:: Provided data ::

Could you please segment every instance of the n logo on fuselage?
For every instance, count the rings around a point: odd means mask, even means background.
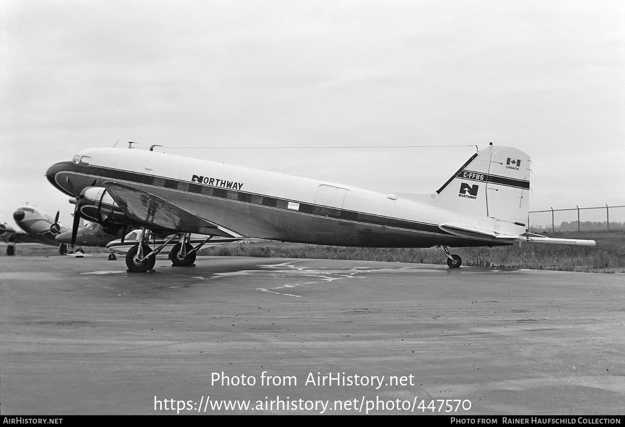
[[[460,193],[458,193],[458,197],[466,197],[469,199],[477,199],[478,189],[479,188],[479,186],[477,184],[475,185],[469,185],[466,183],[461,183]]]

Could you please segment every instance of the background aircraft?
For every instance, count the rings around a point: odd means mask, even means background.
[[[116,239],[119,239],[121,234],[121,231],[117,234],[109,234],[104,232],[101,225],[96,223],[88,223],[84,226],[79,227],[76,232],[74,241],[72,242],[72,231],[68,230],[56,236],[56,241],[60,242],[66,245],[70,245],[70,247],[74,248],[76,246],[89,246],[91,248],[106,248],[107,244]],[[76,249],[82,252],[81,248]],[[109,256],[109,259],[116,259],[115,254],[111,253]]]
[[[192,233],[346,246],[436,246],[451,268],[462,261],[448,246],[594,244],[527,234],[529,165],[524,153],[491,144],[436,193],[400,196],[151,149],[84,150],[51,166],[46,176],[76,198],[74,233],[79,217],[111,233],[141,227],[142,244],[126,254],[131,271],[151,269],[162,249],[149,248],[148,229],[183,234],[180,265],[191,265],[201,246],[191,244]]]
[[[16,243],[42,243],[59,246],[59,252],[67,252],[67,245],[59,244],[56,237],[61,233],[69,231],[69,228],[59,222],[59,212],[52,218],[45,212],[32,206],[21,206],[13,213],[13,219],[23,232],[16,231],[6,224],[0,224],[2,240],[9,243],[7,255],[15,253]]]

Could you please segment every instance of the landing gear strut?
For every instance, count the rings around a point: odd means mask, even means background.
[[[146,229],[141,228],[141,244],[132,246],[126,255],[126,265],[128,270],[133,273],[145,273],[154,267],[156,262],[156,255],[160,253],[162,248],[169,244],[169,242],[175,238],[181,239],[181,243],[176,244],[169,253],[169,259],[174,266],[179,267],[188,267],[194,265],[196,252],[204,246],[212,236],[209,236],[203,242],[195,248],[191,244],[191,233],[178,233],[174,234],[167,241],[152,251],[148,245],[148,238]]]
[[[149,256],[152,249],[147,244],[132,246],[126,254],[126,265],[131,273],[145,273],[151,270],[156,263],[154,256]]]
[[[450,253],[449,249],[445,245],[439,244],[436,246],[436,249],[447,257],[447,265],[449,268],[458,268],[462,263],[462,258],[458,255]]]

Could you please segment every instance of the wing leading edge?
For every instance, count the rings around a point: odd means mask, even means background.
[[[179,208],[154,194],[123,184],[107,182],[104,187],[124,214],[149,228],[164,229],[207,236],[241,237],[216,224]]]

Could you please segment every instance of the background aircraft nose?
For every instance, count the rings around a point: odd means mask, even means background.
[[[48,178],[48,180],[50,181],[50,183],[52,185],[54,184],[54,175],[56,174],[58,169],[58,164],[55,163],[48,168],[48,170],[46,171],[46,178]]]
[[[19,221],[24,219],[24,217],[26,216],[26,214],[24,213],[24,211],[18,209],[13,213],[13,219],[17,221]]]

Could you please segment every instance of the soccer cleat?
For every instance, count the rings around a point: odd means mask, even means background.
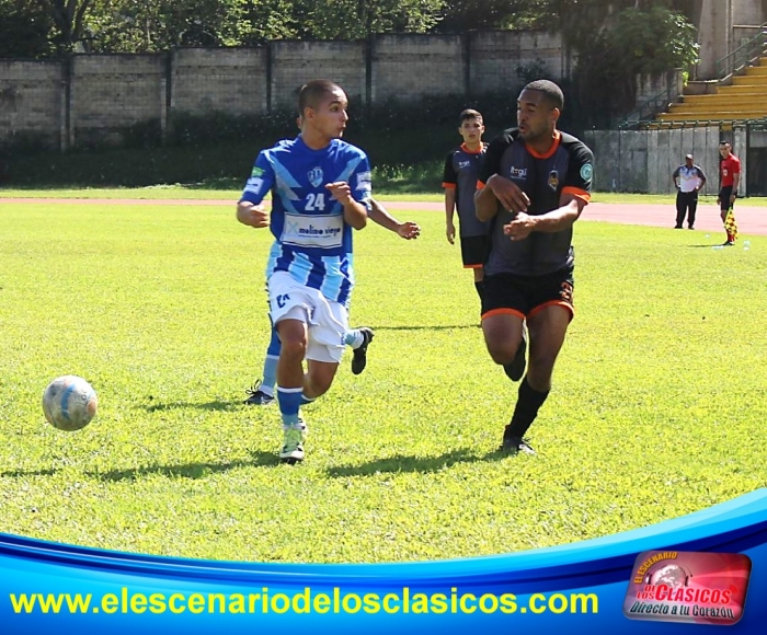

:::

_Exercise description_
Rescale the listing from the line containing "background aircraft nose?" through the end of the listing, both ends included. Reproduce every one of those lines in full, multiply each polygon coordinate in the answers by 2.55 and round it to a whole number with halves rounded up, leave all other numbers unchanged, and omit the pictures.

_Exercise answer_
Could you please segment every instance of the background aircraft nose?
For every instance, count the rings around a point: odd means mask, even means background.
[[[122,454],[122,459],[128,462],[128,467],[133,472],[138,469],[138,446],[143,444],[148,431],[148,418],[140,416],[122,428],[122,434],[117,436],[117,454]]]
[[[48,564],[61,558],[61,553],[66,551],[66,546],[61,543],[61,538],[46,533],[33,543],[33,558],[43,564]]]

Could you please segment every instance of the soccer cleat?
For every instance, count the rings around a point: odd means mask, even means background.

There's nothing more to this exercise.